▸ Extrait:
++++++

En Tchéquie, une victoire « sans triomphe » pour Andrej Babiš

En République tchèque, les élections européennes ont été marquées par une participation en hausse et une victoire plus modeste que prévue (21 %) pour le parti au gouvernement ANO d’Andrej Babiš. Celui-ci s’est révélé incapable de polariser la société autour d’enjeux culturels et historiques, comme le font Orbán ou Kaczyński, explique l’hebdomadaire libéral Respekt. Petit tour des réactions des principaux médias tchèques.

Au-delà de la victoire annoncée du parti ANO du premier ministre Andrej Babiš, c’est la débâcle des sociaux-démocrates (ČSSD) qui a retenu l’attention des médias. « ANO 1er, ČSSD dehors », titre laconiquement le plus grand quotidien d’information du pays Mladá Fronta Dnes. Le journal libéral Lidové noviny se montre tout aussi direct : « ANO a gagné devant ODS et les Pirates. Le ČSSD a sombré ». Quant au plus grand des journaux, le tabloïd Blesk, il écrit carrément : « le ČSSD zombie ».

Si la victoire d’ANO est incontestable, loin devant la droite (ODS) et les Pirates (centre-gauche), qui sont au coude-à-coude autour de 14 %, les médias ne manquent pas de souligner qu’Andrej Babiš ne peut être que déçu du résultat, loin des près de 30 % récoltés lors des élections législatives de 2017. Surtout que la participation record, bondissant de 18 % à presque 29 %, était censée le favoriser, lui qui se prévaut du soutien des « masses silencieuses ». Les autres partis qui enverront les leurs sur la scène européenne sont la coalition libérale autour du parti TOP 09 (11,7 %), l’extrême-droite (SPD, 9 %), les chrétiens-démocrates (7 %) et les communistes (7 %).

++++++

Poursuivez l'article sur les élections européennes en République tchèque en reprenant juste après sa dernière phrase.

▸ Données sources:
++++++

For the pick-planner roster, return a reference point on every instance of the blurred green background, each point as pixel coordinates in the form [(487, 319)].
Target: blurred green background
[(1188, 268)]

++++++

▸ Résultat:
Babiš, déçu et averti

Ainsi, les Lidové noviny titre son analyse avec les propos du politologue Daniel Kunštát déclarant qu’« ANO a subi la victoire, Babiš doit être déçu ». Celui-ci relève que les européennes attirent en général un public plus intéressé par l’UE et critique du parti au pouvoir, mais que la forte participation semble indiquer une véritable baisse de soutien pour Babiš. Parlant de la réaction du premier ministre à l’annonce des résultats, le politologue ajoute qu’« il était même visible qu’il n’était pas de très bonne humeur. »

Le taux de participation élevé n’a pas été accompagné par une mobilisation des électeurs d’ANO malgré une campagne tapageuse aux moyens importants.

Même son de cloche du côté du quotidien économique Hospodářské noviny, où le principal analyste politique Petr Honzejk écrit qu’« ANO a gagné sans triomphe ». Celui-ci a aussi remarqué que Babiš « ne rayonnait pas d’enthousiasme » lors de sa soirée électorale. Soulignant lui aussi que le taux de participation élevé n’a pas été accompagné par une mobilisation des électeurs d’ANO malgré une campagne tapageuse aux moyens importants, il voit même les résultats comme « un avertissement pour Babiš ».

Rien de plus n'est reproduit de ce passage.